▸ GIVEN TEXT
——

Ingredients

  • 1 pound chanterelles
  • 4 tablespoons unsalted butter
  • 2 shallots, peeled and finely diced
  • 4 cloves garlic, minced
  • Salt and freshly ground black pepper
  • 1 cup finely chopped onion
  • ¼ pound smoked bacon
  • 1 turkey or chicken liver, diced
  • 1 day-old baguette, crust removed, to make 4 cups cubed
  • 3 cups milk, or as needed
  • 1 teaspoon finely chopped fresh thyme
  • 2 tablespoons chopped Italian parsley
  • 1 lightly beaten egg, if desired
  • Nutritional Information
    • Nutritional analysis per serving (8 servings)

      342 calories; 18 grams fat; 8 grams saturated fat; 0 grams trans fat; 5 grams monounsaturated fat; 2 grams polyunsaturated fat; 26 grams carbohydrates; 3 grams dietary fiber; 8 grams sugars; 18 grams protein; 86 milligrams cholesterol; 348 milligrams sodium

    • Note: Nutrient information is not available for all ingredients. Amount is based on available data.

Preparation

  1. Clean mushrooms, and cut in half crosswise. In a large skillet over medium heat, melt 2 tablespoons butter, and add shallots and 1/4 of the garlic. Saute until soft, about 2 minutes. Add mushrooms, and season with salt and pepper to taste. Saute until mushrooms are softened, about 8 minutes. Chop coarsely, then place in large mixing bowl.

——

[Dataset entries]
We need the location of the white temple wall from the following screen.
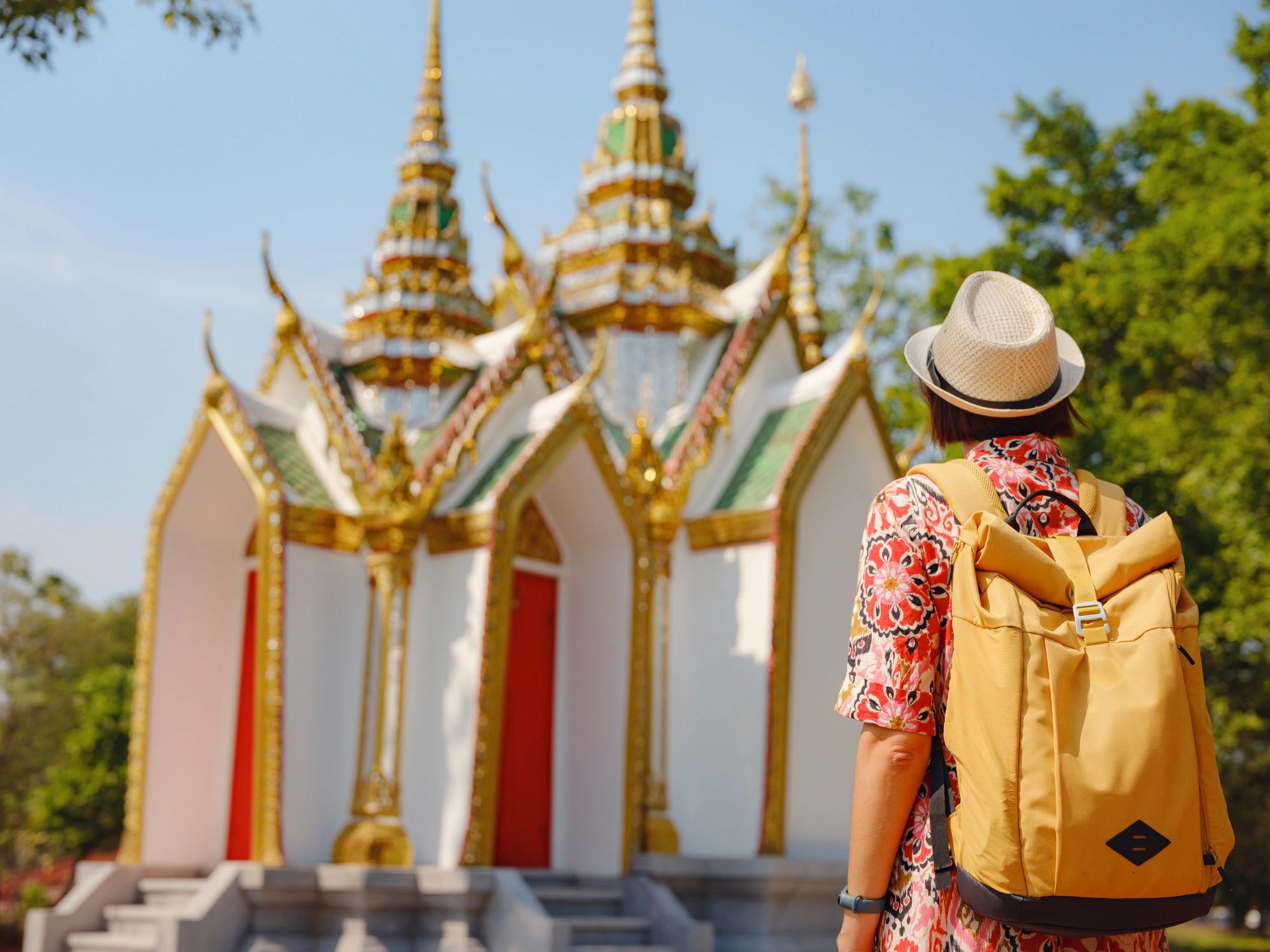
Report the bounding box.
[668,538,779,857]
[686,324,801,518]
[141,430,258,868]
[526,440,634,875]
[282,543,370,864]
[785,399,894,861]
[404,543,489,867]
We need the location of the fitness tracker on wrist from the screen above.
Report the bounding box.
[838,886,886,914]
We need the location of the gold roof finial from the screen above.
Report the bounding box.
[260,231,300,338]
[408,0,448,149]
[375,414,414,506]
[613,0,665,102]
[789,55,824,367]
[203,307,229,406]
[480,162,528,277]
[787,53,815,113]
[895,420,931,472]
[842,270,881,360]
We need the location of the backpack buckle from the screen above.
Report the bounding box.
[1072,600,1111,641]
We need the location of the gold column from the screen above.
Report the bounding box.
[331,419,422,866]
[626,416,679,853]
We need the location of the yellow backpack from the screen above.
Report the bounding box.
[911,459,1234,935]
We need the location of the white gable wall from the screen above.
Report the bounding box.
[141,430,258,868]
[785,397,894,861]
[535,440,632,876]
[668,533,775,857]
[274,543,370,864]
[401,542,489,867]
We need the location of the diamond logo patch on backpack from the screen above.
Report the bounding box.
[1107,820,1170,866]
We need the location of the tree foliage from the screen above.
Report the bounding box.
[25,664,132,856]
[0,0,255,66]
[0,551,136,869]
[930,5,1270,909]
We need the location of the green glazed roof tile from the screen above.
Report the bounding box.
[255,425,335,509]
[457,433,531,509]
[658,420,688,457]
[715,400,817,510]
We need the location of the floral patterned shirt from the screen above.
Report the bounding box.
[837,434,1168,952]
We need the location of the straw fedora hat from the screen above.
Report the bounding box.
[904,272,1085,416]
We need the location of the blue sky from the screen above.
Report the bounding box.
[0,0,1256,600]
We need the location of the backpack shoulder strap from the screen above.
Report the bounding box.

——

▸ WORK INSTRUCTIONS
Please proceed with the chanterelle recipe above, continuing its preparation steps from where they stop.

▸ ANSWER FOR THIS EXERCISE
  2. In the same skillet, melt remaining butter. Add the onions and the remaining garlic. Saute until softened, about 3 minutes. Season with salt and pepper to taste, and add to the bowl of mushrooms.
  3. Return skillet to medium heat, and add bacon. Cook until crisp, then remove bacon (discard or save for another purpose), saving fat. Add diced liver to pan, and saute over medium heat until browned, about 2 minutes. Drain well, season with salt and pepper to taste, and add to mushrooms.
  4. In a large mixing bowl, combine bread cubes and enough milk to saturate them. Drain bread, squeezing gently. Add to mushrooms, and mix gently. Add herbs and mix again. If desired, add egg to bind stuffing.